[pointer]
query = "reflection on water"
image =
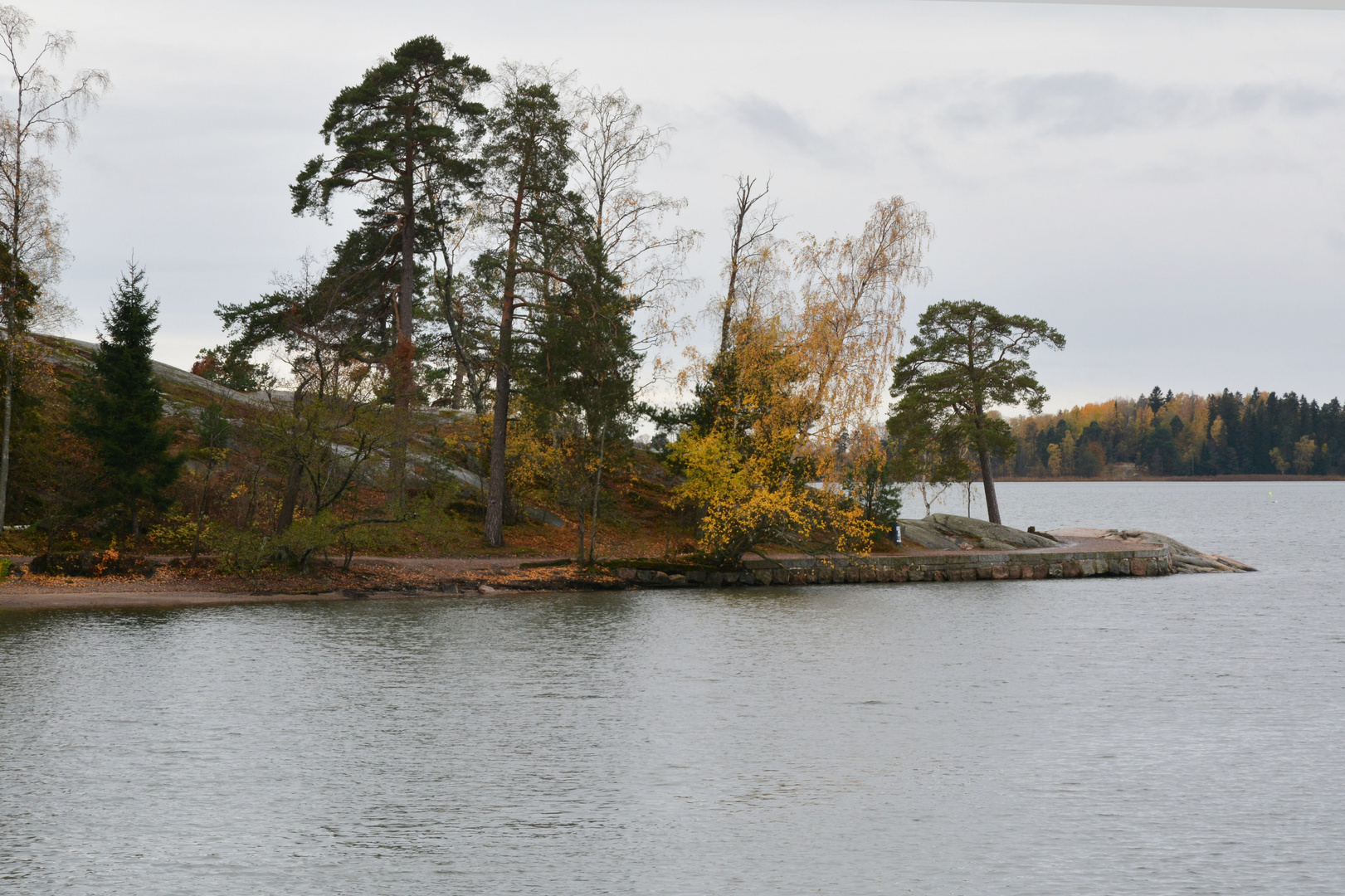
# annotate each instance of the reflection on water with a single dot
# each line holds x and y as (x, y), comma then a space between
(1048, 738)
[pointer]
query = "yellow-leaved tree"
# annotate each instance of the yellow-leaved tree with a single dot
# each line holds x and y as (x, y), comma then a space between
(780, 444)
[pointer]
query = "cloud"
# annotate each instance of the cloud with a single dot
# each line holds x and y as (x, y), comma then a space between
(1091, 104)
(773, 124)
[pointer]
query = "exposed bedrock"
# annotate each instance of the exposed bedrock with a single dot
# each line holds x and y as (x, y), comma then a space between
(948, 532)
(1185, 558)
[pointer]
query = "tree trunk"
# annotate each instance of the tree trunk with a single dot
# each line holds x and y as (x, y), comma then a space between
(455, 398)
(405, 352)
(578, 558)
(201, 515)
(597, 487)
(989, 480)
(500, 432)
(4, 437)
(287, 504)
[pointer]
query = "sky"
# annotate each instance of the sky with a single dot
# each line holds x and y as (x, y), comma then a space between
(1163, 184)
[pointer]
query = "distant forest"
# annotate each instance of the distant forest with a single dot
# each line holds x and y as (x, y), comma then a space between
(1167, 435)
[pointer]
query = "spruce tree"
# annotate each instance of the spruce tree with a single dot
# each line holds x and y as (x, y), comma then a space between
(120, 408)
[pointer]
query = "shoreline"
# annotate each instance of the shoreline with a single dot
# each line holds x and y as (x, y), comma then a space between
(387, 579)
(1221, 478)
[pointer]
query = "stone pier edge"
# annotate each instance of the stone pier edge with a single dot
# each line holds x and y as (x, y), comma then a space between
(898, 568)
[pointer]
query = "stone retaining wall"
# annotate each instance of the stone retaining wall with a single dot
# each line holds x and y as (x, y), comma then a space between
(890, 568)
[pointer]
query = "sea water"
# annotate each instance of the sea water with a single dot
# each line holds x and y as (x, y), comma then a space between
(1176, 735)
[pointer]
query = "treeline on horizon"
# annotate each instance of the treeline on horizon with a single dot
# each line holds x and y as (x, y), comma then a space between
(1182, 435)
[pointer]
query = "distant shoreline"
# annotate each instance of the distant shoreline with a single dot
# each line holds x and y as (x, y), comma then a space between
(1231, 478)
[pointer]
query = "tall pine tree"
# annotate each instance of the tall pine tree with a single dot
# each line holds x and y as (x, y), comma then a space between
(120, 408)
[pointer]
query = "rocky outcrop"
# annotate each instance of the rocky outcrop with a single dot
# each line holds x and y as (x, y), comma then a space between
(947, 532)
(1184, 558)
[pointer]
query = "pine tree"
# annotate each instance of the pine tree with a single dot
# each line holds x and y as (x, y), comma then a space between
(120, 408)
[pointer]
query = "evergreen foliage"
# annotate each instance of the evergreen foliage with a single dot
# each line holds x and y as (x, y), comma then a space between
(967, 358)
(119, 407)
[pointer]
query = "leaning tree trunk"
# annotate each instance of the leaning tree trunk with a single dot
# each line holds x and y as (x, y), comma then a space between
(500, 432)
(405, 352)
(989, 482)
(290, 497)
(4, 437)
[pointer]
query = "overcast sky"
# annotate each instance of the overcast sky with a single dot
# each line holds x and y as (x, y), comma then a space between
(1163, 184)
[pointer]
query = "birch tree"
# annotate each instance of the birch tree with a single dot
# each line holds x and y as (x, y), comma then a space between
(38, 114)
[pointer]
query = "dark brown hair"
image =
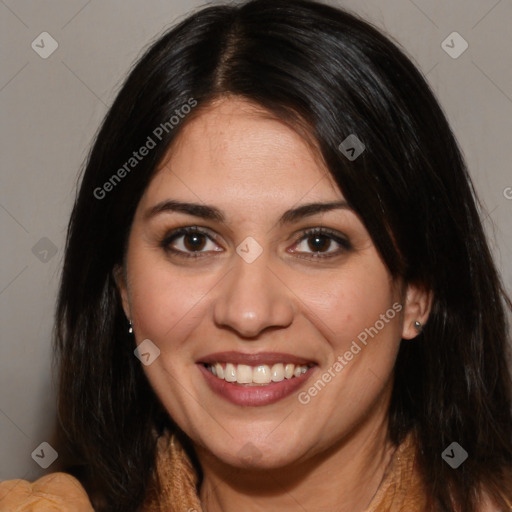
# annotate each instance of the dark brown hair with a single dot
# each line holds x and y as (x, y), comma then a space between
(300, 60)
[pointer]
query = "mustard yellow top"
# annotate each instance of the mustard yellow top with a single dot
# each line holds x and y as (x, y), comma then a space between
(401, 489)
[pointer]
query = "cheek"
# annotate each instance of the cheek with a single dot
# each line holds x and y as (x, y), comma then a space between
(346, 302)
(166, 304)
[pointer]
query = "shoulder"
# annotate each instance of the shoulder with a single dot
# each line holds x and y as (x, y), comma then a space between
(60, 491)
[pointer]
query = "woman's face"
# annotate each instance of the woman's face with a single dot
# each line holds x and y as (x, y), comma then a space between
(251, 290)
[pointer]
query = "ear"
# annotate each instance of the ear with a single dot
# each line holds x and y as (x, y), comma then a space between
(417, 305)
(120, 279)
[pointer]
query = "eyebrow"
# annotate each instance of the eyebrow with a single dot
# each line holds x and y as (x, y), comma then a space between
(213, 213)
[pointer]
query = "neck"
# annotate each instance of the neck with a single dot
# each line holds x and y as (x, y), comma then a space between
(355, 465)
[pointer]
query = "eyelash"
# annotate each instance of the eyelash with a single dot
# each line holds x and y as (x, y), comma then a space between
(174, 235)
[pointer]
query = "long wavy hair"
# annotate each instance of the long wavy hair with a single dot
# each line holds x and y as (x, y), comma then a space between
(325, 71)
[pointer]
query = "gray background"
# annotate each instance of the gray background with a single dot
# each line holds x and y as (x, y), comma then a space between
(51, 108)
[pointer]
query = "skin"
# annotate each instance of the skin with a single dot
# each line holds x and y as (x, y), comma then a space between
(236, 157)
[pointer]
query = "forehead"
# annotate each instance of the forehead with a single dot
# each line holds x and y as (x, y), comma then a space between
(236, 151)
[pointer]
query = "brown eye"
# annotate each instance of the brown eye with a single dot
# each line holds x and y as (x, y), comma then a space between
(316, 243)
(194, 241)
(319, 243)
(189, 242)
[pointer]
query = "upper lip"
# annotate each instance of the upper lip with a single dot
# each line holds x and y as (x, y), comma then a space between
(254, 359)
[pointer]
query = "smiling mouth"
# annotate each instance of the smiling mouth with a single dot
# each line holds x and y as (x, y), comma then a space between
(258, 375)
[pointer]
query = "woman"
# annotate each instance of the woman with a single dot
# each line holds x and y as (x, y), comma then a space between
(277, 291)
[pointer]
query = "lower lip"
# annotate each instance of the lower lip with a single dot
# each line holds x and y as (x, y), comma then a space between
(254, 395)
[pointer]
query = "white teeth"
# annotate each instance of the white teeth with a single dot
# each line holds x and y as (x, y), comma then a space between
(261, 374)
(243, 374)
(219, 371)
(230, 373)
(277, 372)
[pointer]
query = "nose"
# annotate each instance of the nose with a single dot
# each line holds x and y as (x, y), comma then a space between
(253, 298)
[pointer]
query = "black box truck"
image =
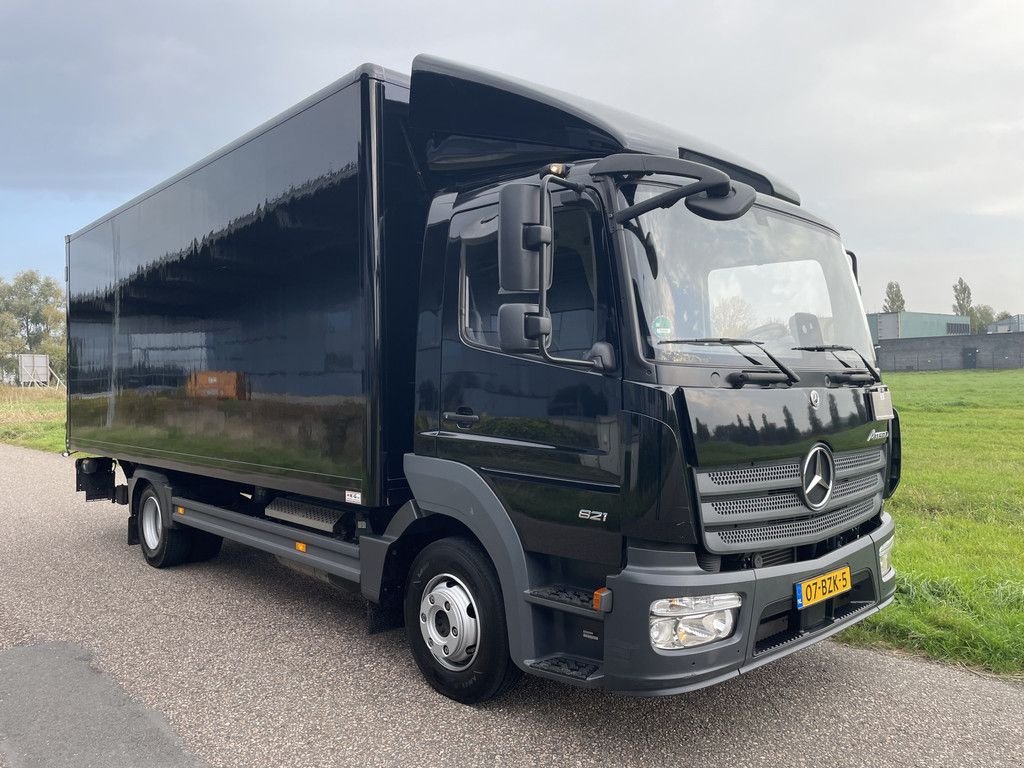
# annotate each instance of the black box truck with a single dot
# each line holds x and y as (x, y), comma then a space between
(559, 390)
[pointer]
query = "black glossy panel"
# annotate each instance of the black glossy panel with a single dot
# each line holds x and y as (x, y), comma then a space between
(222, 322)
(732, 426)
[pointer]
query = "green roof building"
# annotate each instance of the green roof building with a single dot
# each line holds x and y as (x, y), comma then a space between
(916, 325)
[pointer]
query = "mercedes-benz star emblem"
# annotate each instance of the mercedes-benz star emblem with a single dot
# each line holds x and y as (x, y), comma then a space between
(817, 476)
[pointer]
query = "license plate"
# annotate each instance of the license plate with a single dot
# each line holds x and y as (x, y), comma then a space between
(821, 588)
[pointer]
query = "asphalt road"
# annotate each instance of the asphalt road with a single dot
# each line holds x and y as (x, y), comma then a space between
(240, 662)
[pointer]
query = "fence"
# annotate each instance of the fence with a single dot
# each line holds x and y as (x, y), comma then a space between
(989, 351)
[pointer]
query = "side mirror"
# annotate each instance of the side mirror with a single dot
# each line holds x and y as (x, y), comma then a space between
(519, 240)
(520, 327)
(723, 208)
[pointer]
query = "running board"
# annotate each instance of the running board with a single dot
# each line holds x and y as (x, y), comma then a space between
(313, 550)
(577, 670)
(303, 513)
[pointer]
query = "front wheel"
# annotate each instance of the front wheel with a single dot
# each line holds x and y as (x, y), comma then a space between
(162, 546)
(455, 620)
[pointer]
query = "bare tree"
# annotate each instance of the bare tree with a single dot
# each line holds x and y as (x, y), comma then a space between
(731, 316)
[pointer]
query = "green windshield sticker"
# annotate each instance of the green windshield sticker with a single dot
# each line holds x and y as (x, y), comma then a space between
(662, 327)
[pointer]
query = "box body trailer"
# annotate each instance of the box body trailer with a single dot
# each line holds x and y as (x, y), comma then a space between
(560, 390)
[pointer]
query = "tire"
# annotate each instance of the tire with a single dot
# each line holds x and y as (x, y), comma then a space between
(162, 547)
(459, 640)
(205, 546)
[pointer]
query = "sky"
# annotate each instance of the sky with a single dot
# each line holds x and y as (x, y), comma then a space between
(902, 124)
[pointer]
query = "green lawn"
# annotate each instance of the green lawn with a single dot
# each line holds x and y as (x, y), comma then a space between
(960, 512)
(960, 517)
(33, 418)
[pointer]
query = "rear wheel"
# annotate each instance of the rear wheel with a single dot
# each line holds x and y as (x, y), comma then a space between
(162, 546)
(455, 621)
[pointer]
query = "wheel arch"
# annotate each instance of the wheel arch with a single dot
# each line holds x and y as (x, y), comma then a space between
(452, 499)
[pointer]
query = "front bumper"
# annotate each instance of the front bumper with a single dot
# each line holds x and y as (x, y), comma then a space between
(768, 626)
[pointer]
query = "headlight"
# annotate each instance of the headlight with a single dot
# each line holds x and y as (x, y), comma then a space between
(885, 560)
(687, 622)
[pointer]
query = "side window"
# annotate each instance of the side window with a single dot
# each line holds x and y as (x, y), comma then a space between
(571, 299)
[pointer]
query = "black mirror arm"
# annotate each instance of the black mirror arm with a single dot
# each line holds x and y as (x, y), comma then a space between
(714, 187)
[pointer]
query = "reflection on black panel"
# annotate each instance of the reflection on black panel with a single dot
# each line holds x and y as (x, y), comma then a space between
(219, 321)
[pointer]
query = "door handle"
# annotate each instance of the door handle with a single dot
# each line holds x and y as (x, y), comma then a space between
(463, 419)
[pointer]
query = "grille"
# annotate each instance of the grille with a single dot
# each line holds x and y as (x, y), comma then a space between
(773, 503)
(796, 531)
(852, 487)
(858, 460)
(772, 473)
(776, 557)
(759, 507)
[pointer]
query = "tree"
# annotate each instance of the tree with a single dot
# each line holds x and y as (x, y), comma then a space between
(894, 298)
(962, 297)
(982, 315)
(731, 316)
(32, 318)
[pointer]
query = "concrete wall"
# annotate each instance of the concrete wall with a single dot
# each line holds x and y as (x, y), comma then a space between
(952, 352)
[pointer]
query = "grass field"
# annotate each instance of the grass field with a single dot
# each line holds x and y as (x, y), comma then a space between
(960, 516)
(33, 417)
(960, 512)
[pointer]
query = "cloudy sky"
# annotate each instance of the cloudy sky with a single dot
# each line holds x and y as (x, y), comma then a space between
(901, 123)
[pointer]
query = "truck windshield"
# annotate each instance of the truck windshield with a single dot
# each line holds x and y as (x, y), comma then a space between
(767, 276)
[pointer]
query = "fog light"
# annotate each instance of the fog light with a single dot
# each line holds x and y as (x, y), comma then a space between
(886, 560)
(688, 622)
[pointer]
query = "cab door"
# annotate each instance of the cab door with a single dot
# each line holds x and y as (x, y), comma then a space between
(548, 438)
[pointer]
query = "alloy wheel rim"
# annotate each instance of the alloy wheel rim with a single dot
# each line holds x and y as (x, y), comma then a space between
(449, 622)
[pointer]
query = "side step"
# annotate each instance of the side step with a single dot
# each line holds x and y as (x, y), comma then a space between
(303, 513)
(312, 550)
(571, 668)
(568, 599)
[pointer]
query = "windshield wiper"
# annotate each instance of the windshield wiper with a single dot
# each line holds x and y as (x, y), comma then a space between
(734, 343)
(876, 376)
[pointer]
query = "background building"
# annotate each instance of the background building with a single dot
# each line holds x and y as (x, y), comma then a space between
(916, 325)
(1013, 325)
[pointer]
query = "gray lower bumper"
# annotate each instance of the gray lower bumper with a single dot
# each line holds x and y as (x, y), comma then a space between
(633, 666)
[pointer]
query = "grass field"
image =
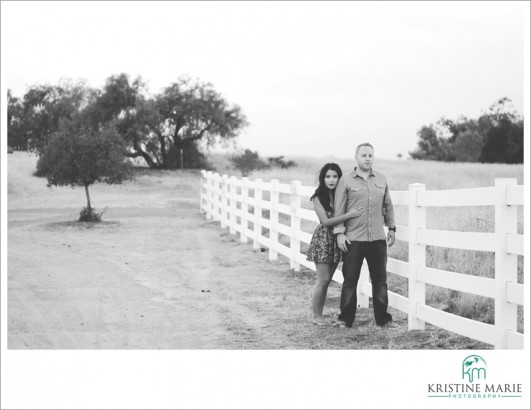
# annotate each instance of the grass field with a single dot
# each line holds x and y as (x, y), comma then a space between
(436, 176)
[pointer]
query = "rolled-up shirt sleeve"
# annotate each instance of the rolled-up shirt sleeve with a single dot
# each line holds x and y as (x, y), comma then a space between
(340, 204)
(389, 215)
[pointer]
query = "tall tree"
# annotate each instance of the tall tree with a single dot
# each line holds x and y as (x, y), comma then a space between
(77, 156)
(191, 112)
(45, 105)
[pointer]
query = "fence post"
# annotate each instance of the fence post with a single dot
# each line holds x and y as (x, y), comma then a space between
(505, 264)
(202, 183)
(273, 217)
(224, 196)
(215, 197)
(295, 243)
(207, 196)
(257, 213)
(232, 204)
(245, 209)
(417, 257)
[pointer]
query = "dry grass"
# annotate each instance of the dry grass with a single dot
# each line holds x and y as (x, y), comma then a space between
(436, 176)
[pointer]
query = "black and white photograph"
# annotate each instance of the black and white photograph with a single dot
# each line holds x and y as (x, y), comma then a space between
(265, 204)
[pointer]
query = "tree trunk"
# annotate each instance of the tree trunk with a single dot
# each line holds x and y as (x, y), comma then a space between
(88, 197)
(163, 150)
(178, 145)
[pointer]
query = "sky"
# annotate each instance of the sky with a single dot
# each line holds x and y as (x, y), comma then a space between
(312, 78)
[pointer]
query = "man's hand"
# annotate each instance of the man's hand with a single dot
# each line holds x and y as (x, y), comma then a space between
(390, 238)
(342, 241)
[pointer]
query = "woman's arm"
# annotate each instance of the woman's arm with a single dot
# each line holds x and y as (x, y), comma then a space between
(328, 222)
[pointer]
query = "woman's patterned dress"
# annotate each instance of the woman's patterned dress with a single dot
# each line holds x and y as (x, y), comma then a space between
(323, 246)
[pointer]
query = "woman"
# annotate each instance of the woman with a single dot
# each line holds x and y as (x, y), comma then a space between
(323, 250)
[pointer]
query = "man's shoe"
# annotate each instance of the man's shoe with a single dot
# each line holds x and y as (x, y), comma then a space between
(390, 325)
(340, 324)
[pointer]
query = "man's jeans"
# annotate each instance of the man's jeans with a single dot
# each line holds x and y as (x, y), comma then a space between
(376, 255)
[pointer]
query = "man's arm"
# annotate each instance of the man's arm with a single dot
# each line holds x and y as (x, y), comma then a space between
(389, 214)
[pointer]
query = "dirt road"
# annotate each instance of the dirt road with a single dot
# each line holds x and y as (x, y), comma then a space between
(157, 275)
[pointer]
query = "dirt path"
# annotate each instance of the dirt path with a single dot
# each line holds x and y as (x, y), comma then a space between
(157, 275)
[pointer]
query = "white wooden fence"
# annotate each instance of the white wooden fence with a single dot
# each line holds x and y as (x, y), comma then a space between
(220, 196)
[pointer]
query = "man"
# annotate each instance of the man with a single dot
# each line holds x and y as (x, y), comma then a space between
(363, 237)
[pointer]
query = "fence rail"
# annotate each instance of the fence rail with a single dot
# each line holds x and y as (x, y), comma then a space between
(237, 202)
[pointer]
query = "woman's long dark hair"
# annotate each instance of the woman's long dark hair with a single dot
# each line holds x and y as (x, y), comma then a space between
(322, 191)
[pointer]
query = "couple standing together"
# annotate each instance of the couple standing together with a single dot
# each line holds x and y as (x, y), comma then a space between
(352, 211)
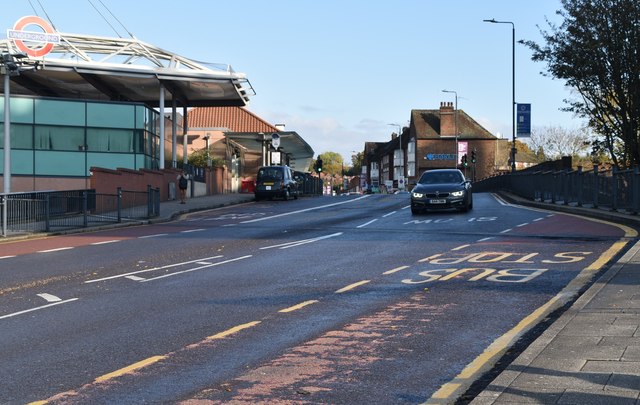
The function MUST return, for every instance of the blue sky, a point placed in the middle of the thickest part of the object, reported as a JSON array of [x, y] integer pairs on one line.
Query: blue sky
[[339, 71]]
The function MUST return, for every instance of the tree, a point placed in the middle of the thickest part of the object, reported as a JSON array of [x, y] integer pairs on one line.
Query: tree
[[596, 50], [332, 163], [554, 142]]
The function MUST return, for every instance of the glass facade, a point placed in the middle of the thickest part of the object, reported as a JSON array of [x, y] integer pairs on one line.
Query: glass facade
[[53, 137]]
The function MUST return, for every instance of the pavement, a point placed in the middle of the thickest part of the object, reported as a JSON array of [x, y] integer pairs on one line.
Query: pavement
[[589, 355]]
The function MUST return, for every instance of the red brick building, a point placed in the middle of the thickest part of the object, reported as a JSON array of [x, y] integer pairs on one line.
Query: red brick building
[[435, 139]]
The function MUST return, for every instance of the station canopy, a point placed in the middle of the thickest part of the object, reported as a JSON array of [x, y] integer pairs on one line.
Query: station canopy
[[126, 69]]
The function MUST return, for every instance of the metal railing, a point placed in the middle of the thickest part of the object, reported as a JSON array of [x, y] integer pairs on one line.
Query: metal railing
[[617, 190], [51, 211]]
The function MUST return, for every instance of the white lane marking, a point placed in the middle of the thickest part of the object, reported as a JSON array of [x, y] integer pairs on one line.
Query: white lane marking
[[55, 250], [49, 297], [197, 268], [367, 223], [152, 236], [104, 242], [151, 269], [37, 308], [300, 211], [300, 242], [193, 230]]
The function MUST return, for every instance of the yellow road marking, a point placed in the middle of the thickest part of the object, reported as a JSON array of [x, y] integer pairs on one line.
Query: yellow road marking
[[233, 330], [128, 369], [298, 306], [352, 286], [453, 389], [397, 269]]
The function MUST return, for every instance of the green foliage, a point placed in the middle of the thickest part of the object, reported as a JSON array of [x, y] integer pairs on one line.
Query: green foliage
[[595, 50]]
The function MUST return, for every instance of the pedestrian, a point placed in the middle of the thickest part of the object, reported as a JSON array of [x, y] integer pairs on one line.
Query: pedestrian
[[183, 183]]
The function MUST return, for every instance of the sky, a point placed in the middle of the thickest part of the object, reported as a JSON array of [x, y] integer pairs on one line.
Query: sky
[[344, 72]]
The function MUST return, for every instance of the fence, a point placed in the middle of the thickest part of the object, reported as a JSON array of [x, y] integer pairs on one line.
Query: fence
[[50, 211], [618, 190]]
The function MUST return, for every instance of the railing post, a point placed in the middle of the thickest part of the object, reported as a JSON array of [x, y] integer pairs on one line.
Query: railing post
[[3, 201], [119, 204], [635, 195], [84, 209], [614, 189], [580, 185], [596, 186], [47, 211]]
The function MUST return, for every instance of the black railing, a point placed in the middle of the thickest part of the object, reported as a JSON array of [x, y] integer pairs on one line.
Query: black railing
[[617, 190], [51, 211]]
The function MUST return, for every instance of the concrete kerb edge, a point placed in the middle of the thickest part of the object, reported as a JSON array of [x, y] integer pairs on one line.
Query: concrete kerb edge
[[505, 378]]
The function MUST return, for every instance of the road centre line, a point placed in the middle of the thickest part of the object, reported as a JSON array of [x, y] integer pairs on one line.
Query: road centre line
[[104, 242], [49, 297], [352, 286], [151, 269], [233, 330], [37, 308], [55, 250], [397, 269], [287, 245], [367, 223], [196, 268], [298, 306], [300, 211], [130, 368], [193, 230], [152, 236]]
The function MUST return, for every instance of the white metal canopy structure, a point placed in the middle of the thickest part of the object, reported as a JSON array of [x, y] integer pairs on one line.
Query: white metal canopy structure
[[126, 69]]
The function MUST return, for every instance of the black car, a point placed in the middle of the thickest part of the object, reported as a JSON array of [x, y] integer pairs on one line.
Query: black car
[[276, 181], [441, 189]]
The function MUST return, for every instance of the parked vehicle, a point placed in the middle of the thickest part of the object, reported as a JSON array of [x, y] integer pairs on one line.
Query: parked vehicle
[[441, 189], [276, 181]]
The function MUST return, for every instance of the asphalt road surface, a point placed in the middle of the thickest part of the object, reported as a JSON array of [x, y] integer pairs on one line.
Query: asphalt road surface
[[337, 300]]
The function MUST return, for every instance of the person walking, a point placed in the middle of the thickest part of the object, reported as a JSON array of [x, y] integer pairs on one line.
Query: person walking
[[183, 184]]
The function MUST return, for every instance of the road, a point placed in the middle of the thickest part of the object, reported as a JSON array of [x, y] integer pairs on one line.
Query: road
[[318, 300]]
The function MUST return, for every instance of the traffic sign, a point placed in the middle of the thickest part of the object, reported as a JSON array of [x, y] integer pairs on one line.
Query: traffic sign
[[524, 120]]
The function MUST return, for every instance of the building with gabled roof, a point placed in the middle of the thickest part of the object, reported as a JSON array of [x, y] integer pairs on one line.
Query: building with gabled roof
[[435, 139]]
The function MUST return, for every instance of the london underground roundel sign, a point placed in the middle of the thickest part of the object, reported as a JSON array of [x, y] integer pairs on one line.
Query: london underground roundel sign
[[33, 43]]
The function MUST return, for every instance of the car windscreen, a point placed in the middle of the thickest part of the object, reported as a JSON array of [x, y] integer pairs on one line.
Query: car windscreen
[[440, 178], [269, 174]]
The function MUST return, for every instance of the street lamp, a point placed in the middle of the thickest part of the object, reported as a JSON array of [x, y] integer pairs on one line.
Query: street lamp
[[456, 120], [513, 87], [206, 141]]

+ + +

» **EXERCISE DESCRIPTION**
Return the opening line of the data above and every line after it up to and including the line that holds "# annotate each instance of the yellow-leaved"; pictures stay out.

» **ANSWER BELOW**
[pointer]
query = "reflection on water"
image =
# annotate each instance of the reflection on water with a single dot
# each line holds x and y as (x, y), comma then a space between
(1048, 738)
[pointer]
query = "yellow-leaved tree"
# annotate each instance of the yellow-leaved tree with a single dot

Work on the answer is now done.